── Material to process ──

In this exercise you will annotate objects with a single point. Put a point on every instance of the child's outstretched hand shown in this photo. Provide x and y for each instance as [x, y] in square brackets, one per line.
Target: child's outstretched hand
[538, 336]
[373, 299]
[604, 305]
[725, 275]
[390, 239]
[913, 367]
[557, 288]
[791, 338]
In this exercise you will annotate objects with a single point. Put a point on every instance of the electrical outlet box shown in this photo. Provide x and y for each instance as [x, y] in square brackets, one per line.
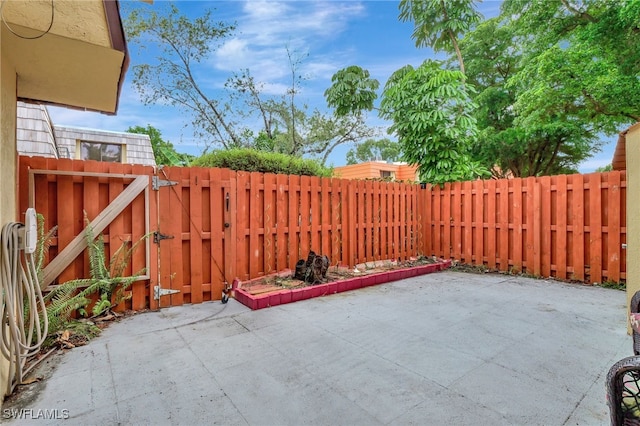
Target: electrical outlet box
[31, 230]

───
── Material to process ──

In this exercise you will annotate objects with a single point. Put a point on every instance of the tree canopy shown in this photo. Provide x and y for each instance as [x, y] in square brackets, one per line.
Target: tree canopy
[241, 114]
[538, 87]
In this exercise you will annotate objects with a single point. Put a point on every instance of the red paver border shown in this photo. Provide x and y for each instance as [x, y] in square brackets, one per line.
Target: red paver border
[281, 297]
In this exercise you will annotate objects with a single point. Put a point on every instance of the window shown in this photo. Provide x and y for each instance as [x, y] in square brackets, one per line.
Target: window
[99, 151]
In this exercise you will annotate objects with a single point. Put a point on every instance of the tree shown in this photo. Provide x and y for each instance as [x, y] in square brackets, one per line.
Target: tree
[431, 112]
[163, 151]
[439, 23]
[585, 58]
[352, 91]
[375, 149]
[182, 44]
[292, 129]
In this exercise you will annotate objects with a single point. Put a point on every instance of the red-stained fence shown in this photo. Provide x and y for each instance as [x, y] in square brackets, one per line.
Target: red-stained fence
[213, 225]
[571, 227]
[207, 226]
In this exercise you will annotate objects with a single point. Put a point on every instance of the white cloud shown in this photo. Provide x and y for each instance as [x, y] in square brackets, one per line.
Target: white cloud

───
── Material to process ──

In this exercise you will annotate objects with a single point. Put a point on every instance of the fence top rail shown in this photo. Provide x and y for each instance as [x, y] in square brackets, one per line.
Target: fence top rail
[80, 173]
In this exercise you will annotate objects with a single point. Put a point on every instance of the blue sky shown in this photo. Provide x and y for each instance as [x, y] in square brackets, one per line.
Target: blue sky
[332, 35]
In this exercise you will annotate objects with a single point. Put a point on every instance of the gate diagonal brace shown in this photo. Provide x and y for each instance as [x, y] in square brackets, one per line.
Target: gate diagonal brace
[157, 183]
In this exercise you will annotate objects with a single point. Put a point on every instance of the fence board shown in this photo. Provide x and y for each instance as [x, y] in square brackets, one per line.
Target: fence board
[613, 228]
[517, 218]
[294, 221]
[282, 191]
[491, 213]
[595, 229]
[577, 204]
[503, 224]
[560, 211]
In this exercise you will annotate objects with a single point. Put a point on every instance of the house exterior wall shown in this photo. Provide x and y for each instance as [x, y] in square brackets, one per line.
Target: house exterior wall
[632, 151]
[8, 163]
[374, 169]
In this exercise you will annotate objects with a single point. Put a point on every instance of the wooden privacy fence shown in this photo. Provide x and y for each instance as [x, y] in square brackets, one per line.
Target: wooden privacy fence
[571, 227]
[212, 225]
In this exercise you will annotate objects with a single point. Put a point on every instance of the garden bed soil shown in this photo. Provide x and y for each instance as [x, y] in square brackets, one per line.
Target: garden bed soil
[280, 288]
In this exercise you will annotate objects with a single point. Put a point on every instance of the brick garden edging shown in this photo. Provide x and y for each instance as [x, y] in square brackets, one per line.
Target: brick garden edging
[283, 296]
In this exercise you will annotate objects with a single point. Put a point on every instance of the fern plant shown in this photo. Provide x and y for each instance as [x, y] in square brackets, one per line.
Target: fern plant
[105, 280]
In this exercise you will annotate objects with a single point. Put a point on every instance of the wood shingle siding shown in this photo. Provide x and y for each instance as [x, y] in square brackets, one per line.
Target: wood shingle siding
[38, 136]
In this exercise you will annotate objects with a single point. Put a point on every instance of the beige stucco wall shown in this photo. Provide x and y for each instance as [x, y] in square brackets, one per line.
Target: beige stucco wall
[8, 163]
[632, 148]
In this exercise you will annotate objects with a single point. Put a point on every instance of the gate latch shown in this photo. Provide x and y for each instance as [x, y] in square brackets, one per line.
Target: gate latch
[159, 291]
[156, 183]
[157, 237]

───

Your goal:
Copy out all lines from the records where the word "cloud" appears.

Your response:
In this exercise you will annotate objects with a single point. Put a point on every instance of the white cloud shown in this photo. Provide x and y for each instance as [x, y] in square brackets, one per line.
Target: white cloud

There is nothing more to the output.